Set problem 1
In the Elmore Leonard tribute, repeat word for word the passage starting with "America’s best living" and going on through "wants to play.".
Set problem 2
List the book titles that the Elmore Leonard tribute names as Leonard's classics.

----- Page text -----

IF ALL WE GET ARE 43 ELMORE LEONARD NOVELS THEN THAT'LL HAVE TO DO


Damn.
Elmore Leonard died the other day.
America’s best living crime novelist was 87 years old.

For years as a wanna be mystery writer I would have loved to know Elmore read my stuff.  But that’s hard to do when no publisher wants to play.

But Elmore obviously knew his trade.  He had 43 books published with almost all of them having film options.

Among Leonard’s classics are “Out of Sight,” Get Shorty,” “Stick,” and “Glitz.”

Elmore Leonard
 Back in 2007, I found a copy of USA Today while flying home to San Diego.  That issue carried a feature on Elmore Leonard in which he described Ten Tips on How to Write Successful Crime Novels.

1. Never open a book with weather.
2. Avoid prologues.

----- Supplied material -----

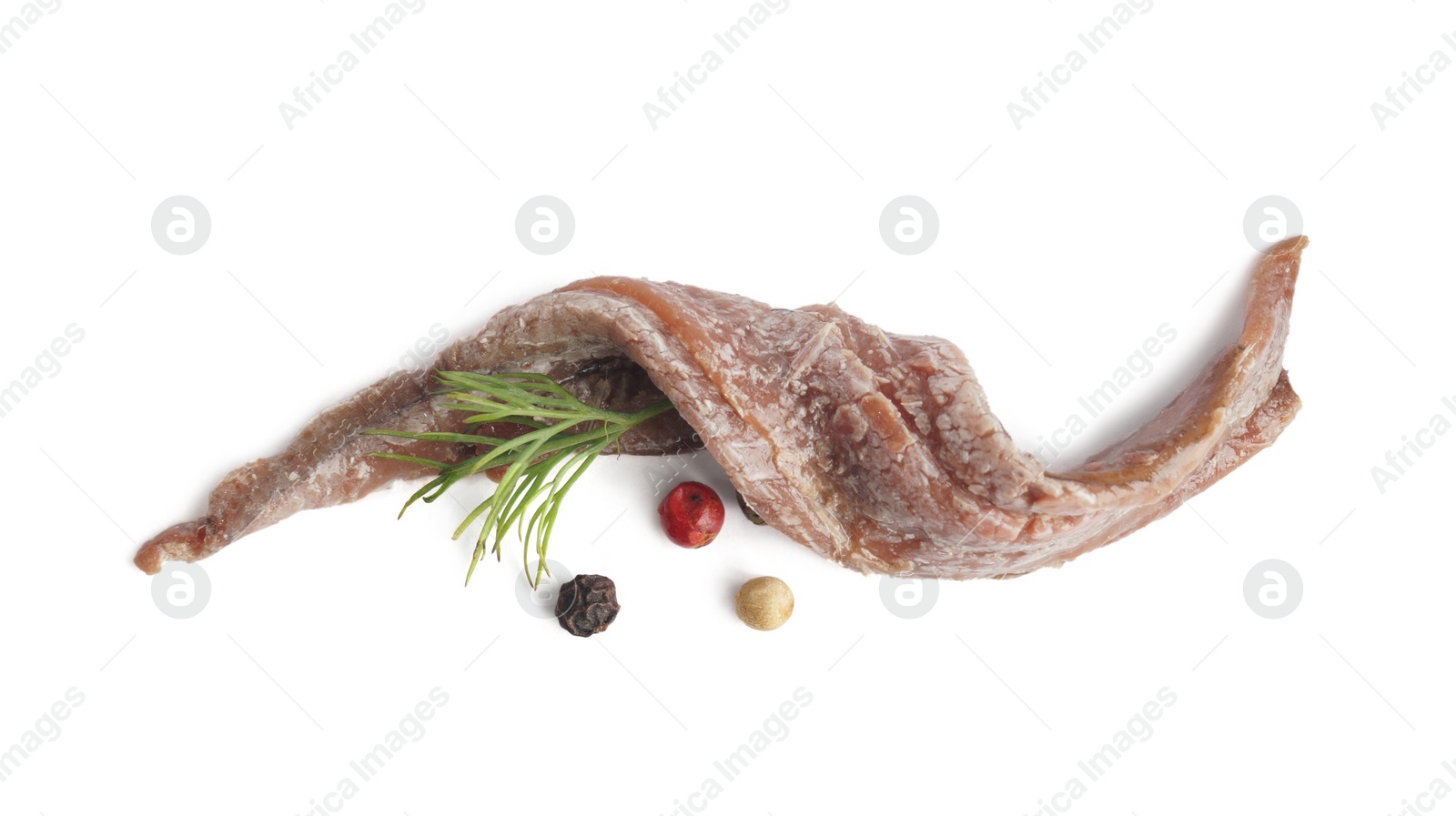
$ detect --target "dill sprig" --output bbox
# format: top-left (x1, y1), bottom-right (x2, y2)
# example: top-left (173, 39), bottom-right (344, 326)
top-left (364, 371), bottom-right (672, 586)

-----

Result 1
America’s best living crime novelist was 87 years old.

For years as a wanna be mystery writer I would have loved to know Elmore read my stuff.  But that’s hard to do when no publisher wants to play.

Result 2
Out of Sight
Get Shorty
Stick
Glitz